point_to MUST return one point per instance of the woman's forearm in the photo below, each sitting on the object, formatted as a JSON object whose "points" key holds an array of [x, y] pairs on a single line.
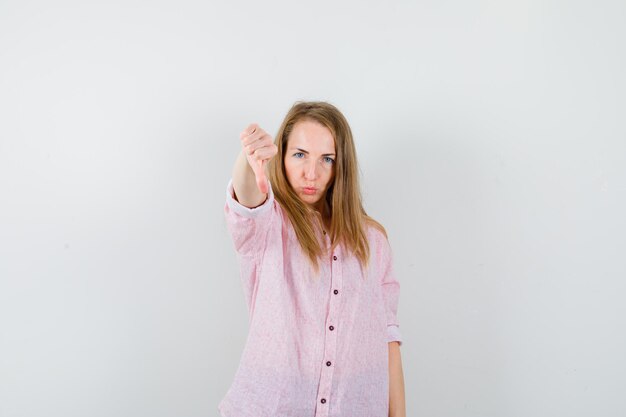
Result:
{"points": [[397, 406]]}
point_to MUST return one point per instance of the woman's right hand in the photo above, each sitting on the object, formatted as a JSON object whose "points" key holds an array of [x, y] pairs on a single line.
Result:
{"points": [[259, 148]]}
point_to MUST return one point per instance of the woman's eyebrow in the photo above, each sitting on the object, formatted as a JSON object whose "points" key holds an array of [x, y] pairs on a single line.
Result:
{"points": [[304, 151]]}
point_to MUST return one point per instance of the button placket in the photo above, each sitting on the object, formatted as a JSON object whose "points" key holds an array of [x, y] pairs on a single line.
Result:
{"points": [[330, 337]]}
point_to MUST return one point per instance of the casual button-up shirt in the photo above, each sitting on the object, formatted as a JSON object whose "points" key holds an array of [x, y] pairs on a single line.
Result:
{"points": [[317, 344]]}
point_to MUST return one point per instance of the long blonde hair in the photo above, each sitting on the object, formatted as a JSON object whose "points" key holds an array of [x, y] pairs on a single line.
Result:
{"points": [[348, 219]]}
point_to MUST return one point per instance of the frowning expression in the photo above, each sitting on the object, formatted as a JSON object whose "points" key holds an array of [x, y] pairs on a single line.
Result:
{"points": [[310, 161]]}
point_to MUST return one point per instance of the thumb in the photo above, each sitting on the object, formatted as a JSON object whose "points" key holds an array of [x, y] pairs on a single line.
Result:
{"points": [[261, 179]]}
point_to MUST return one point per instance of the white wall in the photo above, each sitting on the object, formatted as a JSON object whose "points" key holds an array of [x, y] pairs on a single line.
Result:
{"points": [[492, 144]]}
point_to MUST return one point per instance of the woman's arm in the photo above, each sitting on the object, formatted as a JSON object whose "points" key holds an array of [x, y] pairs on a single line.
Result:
{"points": [[397, 407]]}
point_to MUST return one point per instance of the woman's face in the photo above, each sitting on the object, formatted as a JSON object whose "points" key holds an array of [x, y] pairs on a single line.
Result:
{"points": [[310, 161]]}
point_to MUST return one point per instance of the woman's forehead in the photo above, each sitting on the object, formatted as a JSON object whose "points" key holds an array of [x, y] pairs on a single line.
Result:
{"points": [[311, 136]]}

* _Work required_: In your answer, set down the full listing word for word and include no pictures.

* _Answer section_:
point_to MUST return one point per instance of the woman's forearm in the photo below, each sitting on the object, formatted as a JSON object whose "points" key holds an array of [x, y] pairs on a single line.
Result:
{"points": [[397, 406]]}
point_to MUST return one point per instance of the woman's right hand in the photo above, each sitting on the object, formatted as a JSON object whose "points" key holds an array of [x, y] pairs on a single line.
Result:
{"points": [[259, 148]]}
point_to MUST return one point per instance of the woman's eyebrow in the photo above, each sitting on the object, formatted as a JSON object whose "points" key holds an array of [x, y] pairs on a single line.
Result:
{"points": [[304, 151]]}
point_to MUST return one point per instance of the button placket in the photo above, each sitting on the object, formatted as a JSON object whose "points" key holds an array of [x, y] pairs on a single line.
Result:
{"points": [[330, 337]]}
point_to MUST return one point per instance of the casual button-up shirt in the photo above, each sitting on the object, formatted as a JSON object whose "points" key holds an array of [x, y] pairs on a single line.
Result:
{"points": [[317, 344]]}
point_to MUST return one point per instance of the long blonde hair in the photo above, each sitting on the object, formatted as a JSON object whose "points" key holds an array of [x, y] pairs on a single line.
Result:
{"points": [[348, 219]]}
point_to MUST return one point per instance of the frowning expression in the photo above, each sitting on the object, formatted as a JSON object whose "points" key holds an array of [x, y] pairs on a single line.
Result:
{"points": [[310, 161]]}
point_to MUST return one point per instance of the thumb in the photo above, each sitting on the object, formatted as a JSON object whose "points" key holds an array of [x, y] pairs on a single line.
Result:
{"points": [[261, 179]]}
point_to MUST return one point per instance of the white wall in the photo above, each sitting on the object, formatted as a JSON object whose "points" key holds an array of [x, y] pairs on a single line.
Result:
{"points": [[492, 144]]}
point_to MUST return one point per instance of the woman's arm in the photo above, each sitting on the object, formatted as a JSON object whose "points" key holds an array of [x, y] pairs on a single line.
Result:
{"points": [[397, 407]]}
point_to MUST return one point per instance of the woman's face in the photo above, each sitting on the object, formatted as a JSON object whose "points" key holds an array of [x, y] pairs on a single line.
Result:
{"points": [[310, 161]]}
point_to MUST return one point per instance of the woman's forehead in the photo above, each sitting on the object, formatted as a JSON object whose "points" key holds an array of [x, y] pairs on a single line.
Result:
{"points": [[311, 136]]}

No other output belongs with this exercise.